[PROBLEM TO WORK ON]
In the data below, restate exactly the lines from the one with "point: the parked white van in this photo" to the final line, both included, but not the pictures.

[Photo-based referring expression data]
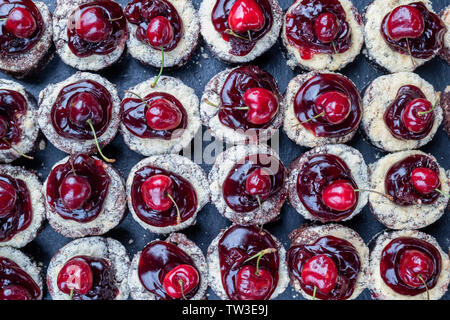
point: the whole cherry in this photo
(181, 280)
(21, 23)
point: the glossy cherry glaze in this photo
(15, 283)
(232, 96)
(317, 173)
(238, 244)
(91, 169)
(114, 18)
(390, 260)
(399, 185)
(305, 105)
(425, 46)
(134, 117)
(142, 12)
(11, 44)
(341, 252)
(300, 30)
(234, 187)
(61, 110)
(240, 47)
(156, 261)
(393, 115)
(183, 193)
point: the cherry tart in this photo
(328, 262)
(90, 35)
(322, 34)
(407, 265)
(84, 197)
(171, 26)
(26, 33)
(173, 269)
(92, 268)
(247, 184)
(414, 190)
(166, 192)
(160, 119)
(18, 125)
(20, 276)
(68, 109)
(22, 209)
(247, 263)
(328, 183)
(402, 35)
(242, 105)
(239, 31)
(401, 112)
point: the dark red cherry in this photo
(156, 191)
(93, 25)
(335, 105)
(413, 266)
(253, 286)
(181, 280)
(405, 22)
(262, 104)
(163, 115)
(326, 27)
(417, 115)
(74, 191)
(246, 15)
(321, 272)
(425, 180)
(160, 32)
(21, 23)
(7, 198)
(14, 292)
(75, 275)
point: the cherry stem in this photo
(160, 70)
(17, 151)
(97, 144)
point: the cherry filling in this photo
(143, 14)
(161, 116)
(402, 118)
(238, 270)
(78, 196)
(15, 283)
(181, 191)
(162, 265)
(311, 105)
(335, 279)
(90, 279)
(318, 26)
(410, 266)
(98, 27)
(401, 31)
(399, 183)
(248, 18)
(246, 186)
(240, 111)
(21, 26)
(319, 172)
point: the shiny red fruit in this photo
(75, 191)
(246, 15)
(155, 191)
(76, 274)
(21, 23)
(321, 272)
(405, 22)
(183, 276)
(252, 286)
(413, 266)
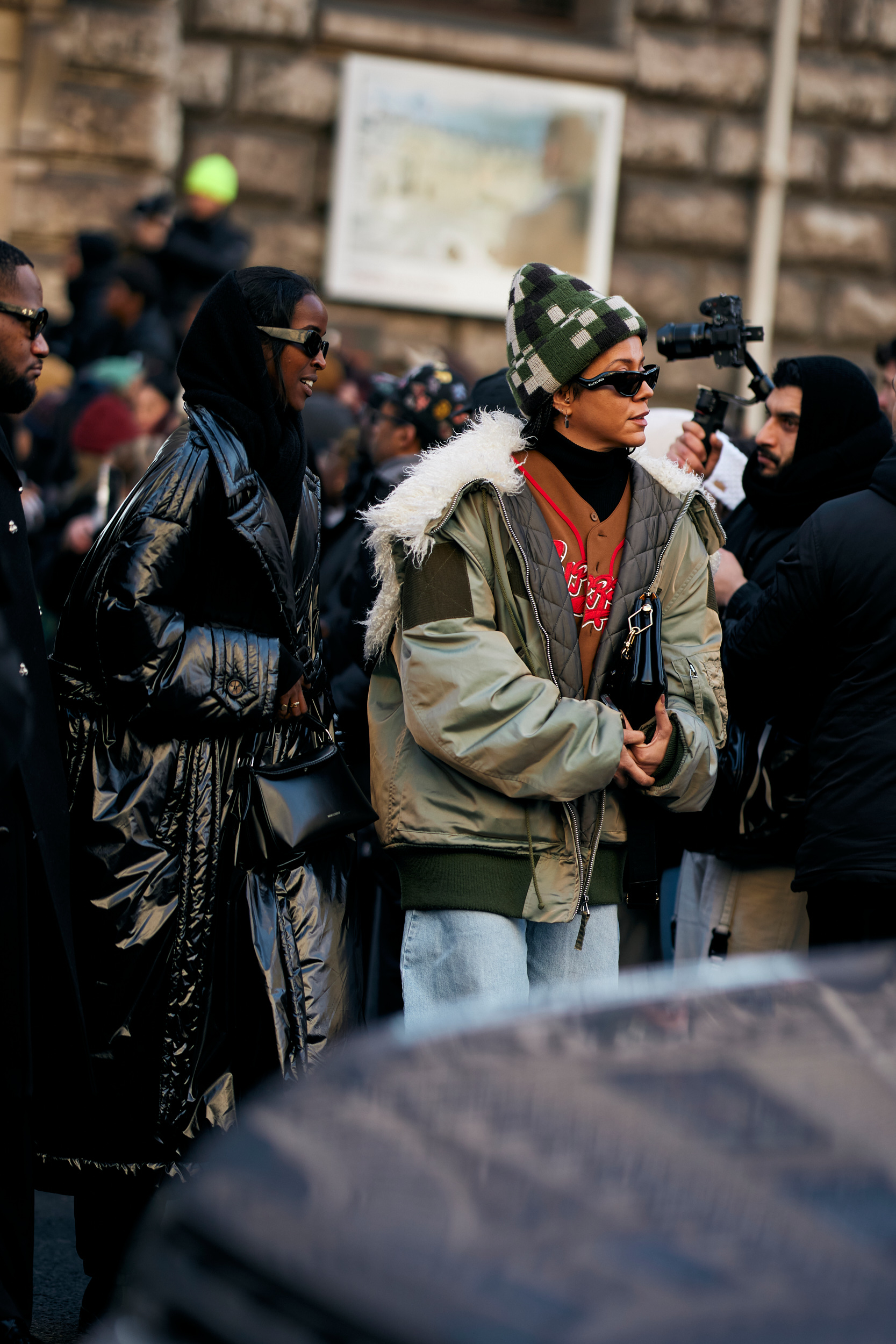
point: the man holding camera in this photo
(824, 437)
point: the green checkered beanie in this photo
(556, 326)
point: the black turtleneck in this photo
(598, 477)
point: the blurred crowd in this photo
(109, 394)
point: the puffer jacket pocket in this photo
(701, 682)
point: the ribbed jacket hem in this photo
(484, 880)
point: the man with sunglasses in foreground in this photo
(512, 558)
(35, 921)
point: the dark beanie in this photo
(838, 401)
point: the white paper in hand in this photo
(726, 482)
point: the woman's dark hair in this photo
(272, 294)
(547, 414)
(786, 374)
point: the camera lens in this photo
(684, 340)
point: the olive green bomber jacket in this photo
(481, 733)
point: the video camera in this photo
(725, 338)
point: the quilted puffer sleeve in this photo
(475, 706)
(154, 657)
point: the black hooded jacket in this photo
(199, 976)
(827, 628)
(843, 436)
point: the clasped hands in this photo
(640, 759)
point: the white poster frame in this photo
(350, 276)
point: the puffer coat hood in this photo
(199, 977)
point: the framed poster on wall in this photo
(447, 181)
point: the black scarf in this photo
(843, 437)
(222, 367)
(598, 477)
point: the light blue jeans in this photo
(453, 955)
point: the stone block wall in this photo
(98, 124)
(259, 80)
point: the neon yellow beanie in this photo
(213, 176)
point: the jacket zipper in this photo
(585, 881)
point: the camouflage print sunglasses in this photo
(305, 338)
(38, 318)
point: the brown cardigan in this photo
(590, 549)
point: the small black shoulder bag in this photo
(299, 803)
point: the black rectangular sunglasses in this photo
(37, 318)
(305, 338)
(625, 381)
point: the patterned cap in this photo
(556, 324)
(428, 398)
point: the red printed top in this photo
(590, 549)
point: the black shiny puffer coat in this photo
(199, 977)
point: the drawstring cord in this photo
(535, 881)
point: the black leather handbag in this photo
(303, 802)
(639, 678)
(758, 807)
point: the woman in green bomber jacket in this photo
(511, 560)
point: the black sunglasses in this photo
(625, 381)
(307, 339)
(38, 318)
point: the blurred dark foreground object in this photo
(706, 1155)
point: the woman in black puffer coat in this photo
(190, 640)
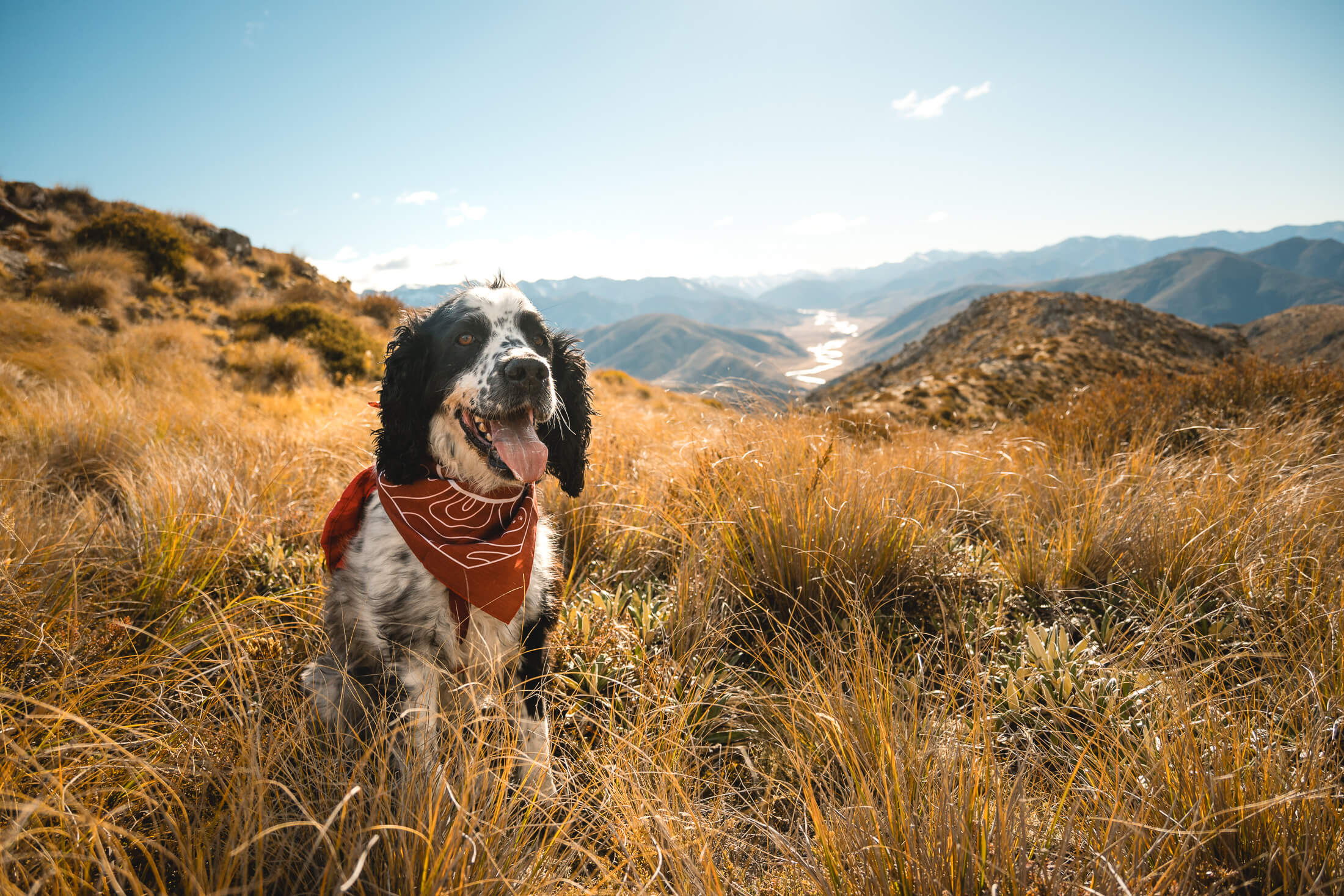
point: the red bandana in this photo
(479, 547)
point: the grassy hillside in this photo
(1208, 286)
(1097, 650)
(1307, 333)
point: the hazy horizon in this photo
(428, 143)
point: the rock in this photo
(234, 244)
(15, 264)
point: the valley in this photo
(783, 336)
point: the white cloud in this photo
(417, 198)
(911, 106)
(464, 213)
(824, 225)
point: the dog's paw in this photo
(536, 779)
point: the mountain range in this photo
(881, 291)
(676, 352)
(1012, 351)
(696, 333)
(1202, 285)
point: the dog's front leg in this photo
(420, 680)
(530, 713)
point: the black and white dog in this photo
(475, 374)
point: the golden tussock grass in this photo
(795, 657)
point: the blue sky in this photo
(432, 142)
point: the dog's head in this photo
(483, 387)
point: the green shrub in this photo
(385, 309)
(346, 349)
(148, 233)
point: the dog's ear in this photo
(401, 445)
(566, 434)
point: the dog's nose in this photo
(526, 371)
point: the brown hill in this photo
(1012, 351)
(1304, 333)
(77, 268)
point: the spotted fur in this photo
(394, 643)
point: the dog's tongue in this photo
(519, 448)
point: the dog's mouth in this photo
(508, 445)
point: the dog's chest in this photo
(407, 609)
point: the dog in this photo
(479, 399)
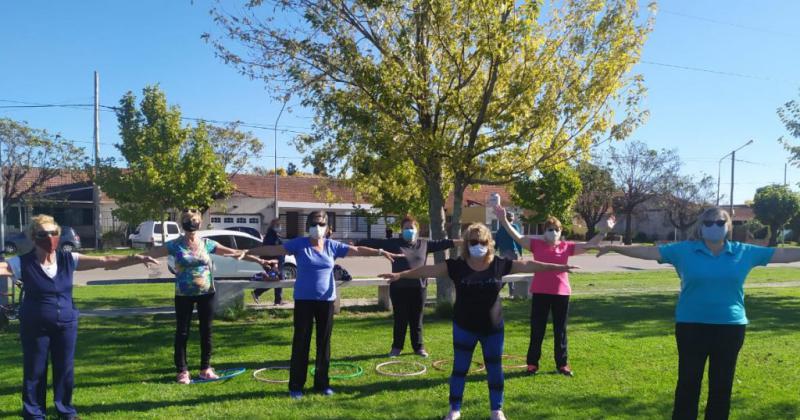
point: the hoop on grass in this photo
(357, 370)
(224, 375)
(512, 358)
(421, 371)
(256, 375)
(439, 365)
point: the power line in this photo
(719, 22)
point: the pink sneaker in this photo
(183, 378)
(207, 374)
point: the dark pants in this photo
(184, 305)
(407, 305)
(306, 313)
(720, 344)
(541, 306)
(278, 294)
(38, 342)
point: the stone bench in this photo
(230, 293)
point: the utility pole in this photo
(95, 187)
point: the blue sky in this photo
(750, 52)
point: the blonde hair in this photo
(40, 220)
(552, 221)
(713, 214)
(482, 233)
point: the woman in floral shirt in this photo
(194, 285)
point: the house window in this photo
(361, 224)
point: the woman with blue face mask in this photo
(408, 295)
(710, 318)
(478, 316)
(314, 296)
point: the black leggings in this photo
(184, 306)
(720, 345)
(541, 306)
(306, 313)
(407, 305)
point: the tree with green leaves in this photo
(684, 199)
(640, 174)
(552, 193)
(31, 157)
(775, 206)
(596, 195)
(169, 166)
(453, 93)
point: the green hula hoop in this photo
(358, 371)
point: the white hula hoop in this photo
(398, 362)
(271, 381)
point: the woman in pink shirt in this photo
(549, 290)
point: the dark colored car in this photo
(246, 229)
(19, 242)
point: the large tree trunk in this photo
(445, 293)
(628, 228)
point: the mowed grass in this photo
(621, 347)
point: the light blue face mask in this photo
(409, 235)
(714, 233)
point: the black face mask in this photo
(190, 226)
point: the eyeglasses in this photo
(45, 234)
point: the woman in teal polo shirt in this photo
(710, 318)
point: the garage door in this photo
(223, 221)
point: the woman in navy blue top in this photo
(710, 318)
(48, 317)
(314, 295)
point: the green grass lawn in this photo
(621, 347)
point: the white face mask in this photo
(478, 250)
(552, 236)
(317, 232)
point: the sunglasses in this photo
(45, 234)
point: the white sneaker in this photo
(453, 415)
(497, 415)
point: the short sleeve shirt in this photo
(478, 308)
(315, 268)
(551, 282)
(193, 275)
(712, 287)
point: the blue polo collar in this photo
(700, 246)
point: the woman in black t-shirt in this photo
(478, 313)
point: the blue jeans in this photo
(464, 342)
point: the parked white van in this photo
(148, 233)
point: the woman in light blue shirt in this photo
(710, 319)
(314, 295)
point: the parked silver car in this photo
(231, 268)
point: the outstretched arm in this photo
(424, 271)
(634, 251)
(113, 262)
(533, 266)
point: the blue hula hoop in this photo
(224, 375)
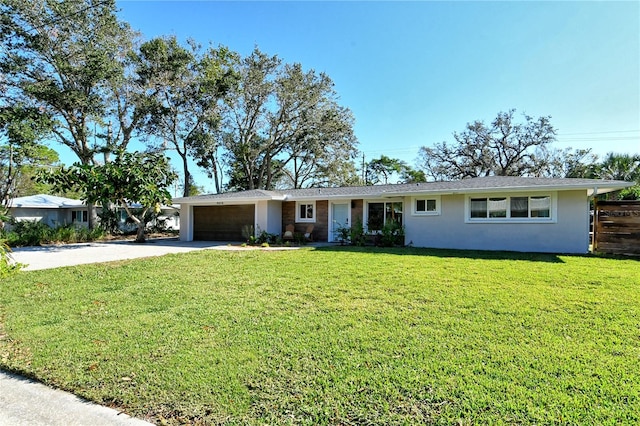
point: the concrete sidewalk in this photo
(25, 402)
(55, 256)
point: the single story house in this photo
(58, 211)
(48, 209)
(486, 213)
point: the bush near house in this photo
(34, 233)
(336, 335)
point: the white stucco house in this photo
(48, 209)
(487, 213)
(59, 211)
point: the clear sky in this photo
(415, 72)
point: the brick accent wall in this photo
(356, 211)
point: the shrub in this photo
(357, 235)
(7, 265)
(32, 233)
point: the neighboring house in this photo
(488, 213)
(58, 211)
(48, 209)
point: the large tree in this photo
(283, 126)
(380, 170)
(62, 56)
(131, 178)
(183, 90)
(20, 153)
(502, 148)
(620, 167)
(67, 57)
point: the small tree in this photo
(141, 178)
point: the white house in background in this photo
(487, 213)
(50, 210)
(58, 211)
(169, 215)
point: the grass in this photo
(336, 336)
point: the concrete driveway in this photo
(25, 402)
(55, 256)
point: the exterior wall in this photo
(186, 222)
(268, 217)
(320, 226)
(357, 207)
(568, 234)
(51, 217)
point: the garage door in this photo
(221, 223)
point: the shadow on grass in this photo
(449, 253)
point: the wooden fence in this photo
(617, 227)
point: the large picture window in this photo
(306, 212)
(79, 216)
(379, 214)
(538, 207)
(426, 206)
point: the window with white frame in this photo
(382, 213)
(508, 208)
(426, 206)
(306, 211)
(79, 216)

[OUTPUT FOR THIS EXERCISE]
point: the parked white van in this photo
(148, 233)
point: the woman in light blue shirt in this photo
(710, 319)
(314, 295)
point: the parked silver car in this photo
(231, 268)
point: the outstretched arm in this photo
(424, 271)
(634, 251)
(113, 262)
(533, 266)
point: the blue hula hoop in this photo
(224, 375)
point: the concrete sidewalk in this photo
(25, 402)
(55, 256)
point: the single story house in this photo
(58, 211)
(48, 209)
(486, 213)
point: the bush near house in this photo
(34, 233)
(336, 335)
point: the white stucco house in this photo
(48, 209)
(487, 213)
(59, 211)
point: the clear sky in this photo
(415, 72)
point: the brick accent wall in this photo
(356, 211)
point: the shrub in this photo
(357, 235)
(7, 265)
(32, 233)
point: the neighboring house in this photo
(488, 213)
(58, 211)
(48, 209)
point: the large tree in this photo
(283, 126)
(380, 170)
(62, 56)
(131, 178)
(183, 90)
(20, 153)
(502, 148)
(620, 167)
(67, 57)
point: the small tree in this photo
(141, 178)
point: the white house in background in this photo
(487, 213)
(50, 210)
(58, 211)
(169, 215)
point: the grass in this photo
(336, 336)
point: the concrete driveway in this photo
(25, 402)
(55, 256)
point: the exterior wall in this photo
(186, 222)
(268, 217)
(320, 226)
(357, 207)
(568, 234)
(51, 217)
point: the garage door in this photo
(221, 223)
point: the shadow on grass in this photo
(449, 253)
point: the wooden fence in this photo
(617, 227)
point: the large picture window in this photo
(306, 212)
(79, 216)
(379, 214)
(538, 207)
(426, 206)
point: the window with white frame in this photo
(382, 213)
(508, 208)
(426, 206)
(306, 211)
(79, 216)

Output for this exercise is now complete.